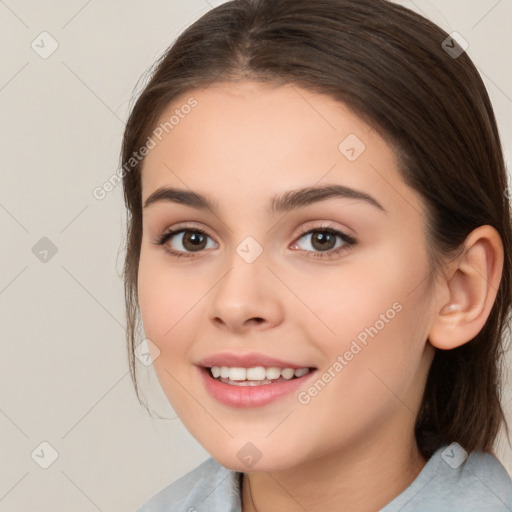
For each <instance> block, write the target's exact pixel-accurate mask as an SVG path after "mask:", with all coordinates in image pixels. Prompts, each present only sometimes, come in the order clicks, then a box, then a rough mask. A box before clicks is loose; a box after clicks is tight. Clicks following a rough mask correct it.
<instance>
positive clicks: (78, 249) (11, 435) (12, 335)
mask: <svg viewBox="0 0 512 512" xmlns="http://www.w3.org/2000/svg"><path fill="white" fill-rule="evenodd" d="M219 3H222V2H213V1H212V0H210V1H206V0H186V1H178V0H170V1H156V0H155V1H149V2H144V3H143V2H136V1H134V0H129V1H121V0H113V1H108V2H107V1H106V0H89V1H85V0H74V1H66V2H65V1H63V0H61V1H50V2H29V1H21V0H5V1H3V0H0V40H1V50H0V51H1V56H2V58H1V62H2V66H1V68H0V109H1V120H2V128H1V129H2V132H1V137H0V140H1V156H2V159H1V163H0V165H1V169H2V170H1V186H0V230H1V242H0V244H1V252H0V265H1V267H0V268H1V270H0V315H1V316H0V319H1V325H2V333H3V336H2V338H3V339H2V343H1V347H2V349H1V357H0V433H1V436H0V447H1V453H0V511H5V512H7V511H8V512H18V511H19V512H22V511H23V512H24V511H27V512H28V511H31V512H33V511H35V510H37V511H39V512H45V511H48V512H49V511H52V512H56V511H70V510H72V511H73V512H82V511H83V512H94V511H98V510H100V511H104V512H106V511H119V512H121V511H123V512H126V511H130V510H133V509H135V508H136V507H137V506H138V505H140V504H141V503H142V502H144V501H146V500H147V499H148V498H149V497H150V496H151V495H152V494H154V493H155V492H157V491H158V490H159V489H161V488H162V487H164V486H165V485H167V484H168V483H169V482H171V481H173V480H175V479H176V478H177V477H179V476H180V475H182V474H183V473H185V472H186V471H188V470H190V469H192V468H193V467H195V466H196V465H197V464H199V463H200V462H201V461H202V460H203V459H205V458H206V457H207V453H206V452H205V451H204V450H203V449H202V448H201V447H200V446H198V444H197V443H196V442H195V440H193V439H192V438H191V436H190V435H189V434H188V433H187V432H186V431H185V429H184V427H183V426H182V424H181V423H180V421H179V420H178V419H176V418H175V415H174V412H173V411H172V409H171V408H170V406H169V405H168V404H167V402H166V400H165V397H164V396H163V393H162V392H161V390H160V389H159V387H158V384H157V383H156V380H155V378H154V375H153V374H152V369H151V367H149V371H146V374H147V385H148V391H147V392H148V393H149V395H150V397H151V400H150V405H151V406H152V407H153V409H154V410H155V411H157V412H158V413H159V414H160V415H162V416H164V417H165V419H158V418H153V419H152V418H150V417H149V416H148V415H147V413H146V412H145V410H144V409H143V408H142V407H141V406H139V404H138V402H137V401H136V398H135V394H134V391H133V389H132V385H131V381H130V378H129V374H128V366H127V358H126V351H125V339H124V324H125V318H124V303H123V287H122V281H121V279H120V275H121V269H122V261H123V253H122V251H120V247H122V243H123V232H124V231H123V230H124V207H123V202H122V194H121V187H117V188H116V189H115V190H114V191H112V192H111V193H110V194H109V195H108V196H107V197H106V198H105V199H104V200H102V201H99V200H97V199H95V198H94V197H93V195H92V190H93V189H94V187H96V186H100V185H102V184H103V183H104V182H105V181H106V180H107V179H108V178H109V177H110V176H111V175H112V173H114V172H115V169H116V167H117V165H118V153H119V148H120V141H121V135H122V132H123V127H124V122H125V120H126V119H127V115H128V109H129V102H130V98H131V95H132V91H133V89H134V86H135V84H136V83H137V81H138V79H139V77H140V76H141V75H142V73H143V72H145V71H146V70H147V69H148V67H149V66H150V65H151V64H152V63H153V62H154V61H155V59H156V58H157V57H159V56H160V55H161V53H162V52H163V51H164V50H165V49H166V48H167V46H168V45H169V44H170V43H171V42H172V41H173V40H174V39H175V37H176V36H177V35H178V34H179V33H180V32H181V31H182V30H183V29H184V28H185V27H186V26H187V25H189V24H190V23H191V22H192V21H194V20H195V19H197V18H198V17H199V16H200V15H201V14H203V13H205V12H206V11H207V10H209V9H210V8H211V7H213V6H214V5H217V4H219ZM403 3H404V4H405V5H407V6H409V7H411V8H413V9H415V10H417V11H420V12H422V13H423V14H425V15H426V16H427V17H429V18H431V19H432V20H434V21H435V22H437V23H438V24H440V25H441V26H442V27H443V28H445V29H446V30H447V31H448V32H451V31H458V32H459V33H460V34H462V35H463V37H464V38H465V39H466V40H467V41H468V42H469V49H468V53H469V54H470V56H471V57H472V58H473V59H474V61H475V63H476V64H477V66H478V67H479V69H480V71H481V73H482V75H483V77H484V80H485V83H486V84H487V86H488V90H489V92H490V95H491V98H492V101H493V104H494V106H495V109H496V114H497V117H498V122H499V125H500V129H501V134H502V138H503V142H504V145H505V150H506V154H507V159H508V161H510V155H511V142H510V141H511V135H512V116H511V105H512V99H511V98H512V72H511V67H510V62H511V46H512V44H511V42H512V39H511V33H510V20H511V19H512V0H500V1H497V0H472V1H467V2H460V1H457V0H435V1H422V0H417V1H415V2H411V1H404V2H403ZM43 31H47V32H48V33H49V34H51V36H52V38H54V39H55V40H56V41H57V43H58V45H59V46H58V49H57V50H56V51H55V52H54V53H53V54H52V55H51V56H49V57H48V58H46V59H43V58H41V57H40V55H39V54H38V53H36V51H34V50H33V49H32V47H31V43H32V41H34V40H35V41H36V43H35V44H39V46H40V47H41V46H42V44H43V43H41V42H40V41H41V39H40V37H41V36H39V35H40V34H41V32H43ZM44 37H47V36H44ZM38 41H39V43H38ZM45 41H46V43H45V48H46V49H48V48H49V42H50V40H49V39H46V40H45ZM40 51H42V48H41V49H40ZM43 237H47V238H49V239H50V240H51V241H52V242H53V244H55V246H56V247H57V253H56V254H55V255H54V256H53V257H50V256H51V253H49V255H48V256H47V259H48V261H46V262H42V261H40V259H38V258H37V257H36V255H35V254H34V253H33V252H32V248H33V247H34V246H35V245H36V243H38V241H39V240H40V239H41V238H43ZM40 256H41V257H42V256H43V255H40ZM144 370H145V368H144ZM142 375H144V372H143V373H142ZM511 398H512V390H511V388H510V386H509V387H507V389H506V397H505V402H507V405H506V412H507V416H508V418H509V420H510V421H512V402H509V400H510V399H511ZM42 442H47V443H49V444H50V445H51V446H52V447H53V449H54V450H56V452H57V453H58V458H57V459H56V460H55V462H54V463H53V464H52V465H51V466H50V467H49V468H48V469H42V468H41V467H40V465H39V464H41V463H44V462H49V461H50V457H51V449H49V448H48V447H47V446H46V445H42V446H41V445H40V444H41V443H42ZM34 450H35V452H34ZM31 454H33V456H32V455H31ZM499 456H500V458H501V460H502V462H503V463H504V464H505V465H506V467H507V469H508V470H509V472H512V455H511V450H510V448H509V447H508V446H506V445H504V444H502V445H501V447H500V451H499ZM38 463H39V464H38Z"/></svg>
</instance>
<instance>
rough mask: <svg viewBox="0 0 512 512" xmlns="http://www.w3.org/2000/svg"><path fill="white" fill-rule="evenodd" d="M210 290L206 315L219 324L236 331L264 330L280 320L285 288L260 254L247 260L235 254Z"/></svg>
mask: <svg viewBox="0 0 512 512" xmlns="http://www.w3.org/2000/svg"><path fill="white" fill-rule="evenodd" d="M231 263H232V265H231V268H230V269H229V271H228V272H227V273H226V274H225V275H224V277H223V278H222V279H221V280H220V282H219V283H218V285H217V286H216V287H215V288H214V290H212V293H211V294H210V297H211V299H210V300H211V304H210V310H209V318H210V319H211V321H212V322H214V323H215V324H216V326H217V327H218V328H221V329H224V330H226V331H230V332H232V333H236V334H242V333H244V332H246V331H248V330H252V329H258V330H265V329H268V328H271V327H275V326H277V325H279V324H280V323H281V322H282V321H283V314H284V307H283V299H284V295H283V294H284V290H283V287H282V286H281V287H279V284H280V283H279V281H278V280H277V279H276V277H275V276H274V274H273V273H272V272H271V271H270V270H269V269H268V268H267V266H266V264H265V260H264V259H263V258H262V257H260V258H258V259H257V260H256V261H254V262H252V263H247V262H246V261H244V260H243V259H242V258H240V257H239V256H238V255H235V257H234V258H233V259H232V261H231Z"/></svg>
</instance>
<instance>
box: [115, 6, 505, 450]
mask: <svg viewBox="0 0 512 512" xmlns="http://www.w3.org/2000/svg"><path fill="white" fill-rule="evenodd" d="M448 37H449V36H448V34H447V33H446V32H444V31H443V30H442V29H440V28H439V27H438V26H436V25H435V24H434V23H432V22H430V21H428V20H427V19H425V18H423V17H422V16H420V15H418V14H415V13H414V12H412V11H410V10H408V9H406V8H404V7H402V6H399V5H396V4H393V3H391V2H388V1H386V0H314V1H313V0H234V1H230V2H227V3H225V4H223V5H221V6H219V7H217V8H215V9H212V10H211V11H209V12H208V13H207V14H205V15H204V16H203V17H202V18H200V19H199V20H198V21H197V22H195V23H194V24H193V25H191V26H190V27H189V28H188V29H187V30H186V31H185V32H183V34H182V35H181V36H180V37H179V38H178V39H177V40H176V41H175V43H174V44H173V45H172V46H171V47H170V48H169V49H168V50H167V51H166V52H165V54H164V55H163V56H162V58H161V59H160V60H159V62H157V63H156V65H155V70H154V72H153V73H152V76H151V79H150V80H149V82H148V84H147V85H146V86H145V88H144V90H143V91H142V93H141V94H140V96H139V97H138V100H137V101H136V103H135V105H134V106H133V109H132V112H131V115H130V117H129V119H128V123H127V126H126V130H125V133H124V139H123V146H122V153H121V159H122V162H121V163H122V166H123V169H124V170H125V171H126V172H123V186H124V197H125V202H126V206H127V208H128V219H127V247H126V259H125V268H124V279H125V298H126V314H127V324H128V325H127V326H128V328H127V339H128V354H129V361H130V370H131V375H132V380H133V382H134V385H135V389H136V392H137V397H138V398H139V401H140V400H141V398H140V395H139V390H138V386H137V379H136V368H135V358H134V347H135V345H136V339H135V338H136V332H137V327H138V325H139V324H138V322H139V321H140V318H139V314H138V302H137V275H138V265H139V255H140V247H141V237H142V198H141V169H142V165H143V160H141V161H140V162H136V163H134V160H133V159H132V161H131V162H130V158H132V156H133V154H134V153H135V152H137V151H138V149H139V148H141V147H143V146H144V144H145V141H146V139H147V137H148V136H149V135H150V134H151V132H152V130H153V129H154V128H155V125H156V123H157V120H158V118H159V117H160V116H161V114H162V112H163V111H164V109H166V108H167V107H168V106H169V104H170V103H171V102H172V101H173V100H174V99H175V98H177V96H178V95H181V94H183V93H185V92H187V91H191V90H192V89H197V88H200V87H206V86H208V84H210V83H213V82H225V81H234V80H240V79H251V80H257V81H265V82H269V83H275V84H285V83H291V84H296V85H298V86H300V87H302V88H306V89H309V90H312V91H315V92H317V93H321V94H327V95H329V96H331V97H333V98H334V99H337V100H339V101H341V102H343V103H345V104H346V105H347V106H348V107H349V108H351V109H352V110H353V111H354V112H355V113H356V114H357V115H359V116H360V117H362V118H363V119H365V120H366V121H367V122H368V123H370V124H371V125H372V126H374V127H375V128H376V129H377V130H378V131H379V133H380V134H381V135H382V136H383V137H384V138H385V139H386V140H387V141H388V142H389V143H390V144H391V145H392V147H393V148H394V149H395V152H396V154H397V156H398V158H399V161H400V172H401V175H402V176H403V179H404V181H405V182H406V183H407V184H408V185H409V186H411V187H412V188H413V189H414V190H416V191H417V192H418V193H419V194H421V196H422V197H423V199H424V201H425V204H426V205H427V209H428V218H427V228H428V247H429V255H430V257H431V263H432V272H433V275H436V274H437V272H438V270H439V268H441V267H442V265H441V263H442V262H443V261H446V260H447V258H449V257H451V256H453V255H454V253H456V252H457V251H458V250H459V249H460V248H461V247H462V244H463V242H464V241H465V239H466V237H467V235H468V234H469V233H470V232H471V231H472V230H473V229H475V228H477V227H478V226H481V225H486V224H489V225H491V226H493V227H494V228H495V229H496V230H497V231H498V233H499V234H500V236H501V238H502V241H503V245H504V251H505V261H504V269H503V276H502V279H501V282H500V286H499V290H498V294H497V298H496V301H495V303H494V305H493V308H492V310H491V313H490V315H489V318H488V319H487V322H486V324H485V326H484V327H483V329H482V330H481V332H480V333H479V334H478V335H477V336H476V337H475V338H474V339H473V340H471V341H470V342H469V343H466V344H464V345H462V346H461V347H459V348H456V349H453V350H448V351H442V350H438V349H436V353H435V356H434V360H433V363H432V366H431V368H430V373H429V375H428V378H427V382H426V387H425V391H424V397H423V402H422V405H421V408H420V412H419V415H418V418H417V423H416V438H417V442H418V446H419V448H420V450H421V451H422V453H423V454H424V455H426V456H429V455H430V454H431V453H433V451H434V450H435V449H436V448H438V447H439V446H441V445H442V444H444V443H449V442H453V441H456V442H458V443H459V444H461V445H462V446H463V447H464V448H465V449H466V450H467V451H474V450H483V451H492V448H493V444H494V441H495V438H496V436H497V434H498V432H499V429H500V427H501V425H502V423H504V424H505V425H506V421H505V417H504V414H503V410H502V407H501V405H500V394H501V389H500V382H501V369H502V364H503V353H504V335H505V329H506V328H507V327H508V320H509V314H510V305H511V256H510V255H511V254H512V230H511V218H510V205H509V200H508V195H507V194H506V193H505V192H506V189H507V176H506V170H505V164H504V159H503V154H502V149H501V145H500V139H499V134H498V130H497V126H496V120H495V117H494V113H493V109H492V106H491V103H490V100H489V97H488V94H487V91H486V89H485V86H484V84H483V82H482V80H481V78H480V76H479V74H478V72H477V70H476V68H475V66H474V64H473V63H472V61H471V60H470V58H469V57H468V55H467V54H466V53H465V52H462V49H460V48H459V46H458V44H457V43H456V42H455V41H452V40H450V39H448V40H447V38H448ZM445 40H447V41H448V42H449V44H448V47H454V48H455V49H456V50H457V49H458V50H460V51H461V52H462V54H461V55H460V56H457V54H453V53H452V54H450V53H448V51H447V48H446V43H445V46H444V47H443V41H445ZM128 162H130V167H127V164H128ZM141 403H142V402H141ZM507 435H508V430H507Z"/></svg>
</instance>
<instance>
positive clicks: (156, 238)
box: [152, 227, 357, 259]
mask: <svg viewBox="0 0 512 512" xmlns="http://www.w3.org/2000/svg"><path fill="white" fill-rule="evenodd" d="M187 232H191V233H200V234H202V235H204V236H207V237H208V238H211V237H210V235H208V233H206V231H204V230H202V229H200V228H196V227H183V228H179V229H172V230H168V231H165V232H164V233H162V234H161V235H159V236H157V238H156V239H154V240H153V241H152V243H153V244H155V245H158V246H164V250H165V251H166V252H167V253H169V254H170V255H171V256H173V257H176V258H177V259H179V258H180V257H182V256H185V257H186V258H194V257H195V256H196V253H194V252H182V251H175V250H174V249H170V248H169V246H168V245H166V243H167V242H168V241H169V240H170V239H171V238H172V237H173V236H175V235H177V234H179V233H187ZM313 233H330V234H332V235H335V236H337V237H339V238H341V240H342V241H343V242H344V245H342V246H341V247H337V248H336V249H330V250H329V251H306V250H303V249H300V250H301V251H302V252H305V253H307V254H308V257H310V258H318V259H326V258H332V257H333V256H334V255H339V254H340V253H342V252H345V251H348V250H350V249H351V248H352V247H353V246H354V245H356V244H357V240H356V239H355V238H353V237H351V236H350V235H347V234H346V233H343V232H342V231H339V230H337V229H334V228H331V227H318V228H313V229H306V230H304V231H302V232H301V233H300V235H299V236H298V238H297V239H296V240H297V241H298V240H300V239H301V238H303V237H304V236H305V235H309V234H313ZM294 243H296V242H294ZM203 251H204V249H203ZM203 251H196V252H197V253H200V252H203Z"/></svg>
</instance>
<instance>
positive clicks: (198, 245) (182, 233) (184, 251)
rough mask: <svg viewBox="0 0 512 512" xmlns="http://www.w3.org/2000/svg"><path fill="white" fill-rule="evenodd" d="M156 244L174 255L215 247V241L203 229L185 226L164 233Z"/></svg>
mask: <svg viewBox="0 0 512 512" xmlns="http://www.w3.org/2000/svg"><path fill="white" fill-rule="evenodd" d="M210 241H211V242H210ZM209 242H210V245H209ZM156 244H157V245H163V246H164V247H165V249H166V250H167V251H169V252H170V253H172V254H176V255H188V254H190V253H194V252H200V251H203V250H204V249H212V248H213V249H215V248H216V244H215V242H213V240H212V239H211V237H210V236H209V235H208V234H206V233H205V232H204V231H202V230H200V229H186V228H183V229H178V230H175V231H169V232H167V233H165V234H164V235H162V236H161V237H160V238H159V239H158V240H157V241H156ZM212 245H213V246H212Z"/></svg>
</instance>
------------------------------------------------------------------------
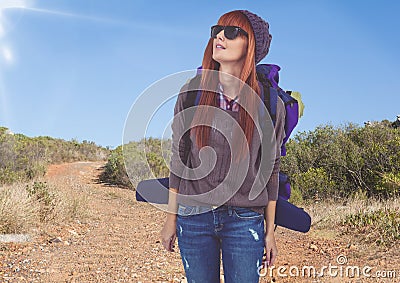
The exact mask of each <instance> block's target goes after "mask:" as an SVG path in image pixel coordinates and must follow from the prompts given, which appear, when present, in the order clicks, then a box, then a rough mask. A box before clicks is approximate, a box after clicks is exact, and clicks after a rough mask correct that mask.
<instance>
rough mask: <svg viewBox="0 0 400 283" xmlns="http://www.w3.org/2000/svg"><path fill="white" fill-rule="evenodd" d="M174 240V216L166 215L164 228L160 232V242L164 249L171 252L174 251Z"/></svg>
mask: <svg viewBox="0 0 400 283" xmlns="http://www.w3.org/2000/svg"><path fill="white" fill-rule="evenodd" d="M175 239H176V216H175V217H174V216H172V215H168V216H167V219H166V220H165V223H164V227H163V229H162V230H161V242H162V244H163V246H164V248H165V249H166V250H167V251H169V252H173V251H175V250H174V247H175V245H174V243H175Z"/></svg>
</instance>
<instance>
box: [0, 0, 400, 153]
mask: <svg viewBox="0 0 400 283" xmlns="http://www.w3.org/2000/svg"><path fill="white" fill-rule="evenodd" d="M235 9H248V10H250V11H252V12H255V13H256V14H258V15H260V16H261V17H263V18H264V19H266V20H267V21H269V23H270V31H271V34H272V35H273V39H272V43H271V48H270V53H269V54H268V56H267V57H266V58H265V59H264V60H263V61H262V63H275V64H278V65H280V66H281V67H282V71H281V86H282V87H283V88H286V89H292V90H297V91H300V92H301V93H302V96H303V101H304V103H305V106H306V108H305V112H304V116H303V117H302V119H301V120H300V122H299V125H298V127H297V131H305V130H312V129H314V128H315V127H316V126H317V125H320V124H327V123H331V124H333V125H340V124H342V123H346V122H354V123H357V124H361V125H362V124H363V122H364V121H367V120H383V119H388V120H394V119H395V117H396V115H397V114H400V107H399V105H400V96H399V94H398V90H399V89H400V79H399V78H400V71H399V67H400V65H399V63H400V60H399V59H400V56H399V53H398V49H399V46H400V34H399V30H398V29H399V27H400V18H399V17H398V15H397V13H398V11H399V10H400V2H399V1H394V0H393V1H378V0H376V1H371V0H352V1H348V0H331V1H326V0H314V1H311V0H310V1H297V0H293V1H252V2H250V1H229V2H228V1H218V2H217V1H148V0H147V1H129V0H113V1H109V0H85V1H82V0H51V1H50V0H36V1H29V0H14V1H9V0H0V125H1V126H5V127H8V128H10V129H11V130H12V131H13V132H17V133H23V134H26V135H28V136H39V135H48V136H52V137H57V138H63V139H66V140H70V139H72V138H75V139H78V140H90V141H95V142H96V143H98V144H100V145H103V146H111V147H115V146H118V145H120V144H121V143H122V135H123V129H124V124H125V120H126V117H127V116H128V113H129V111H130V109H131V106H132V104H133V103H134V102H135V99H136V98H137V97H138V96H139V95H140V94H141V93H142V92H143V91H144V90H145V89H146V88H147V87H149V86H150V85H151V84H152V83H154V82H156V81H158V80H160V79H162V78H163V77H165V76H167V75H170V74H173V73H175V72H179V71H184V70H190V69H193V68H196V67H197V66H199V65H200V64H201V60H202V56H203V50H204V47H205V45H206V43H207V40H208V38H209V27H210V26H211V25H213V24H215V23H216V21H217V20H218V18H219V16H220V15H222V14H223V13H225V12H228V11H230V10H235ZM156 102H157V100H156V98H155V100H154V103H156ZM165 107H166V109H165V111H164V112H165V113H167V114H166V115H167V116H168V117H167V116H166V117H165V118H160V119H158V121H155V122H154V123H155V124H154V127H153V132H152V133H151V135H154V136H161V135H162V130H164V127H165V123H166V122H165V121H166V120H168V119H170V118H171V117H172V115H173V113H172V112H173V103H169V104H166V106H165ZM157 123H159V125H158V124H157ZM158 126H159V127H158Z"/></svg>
------------------------------------------------------------------------
§ **Prompt**
Rewrite the data from the line containing "For each <instance>" through the line containing "positive clicks: (78, 249)", replacing "pixel-accurate" with "precise" and leaving everything else unchanged. Give only those lines.

§ **Response**
For each <instance> block, write the target's exact precise mask as an SVG path after "mask:", with all coordinates in image pixels. Prompts, each present only sometimes, come in the order clicks, then a box, then a rough mask. A box before clicks is loose; a box after clicks is tight. Clicks following a rough mask correct it.
<instance>
positive clicks: (78, 249) (11, 435) (12, 335)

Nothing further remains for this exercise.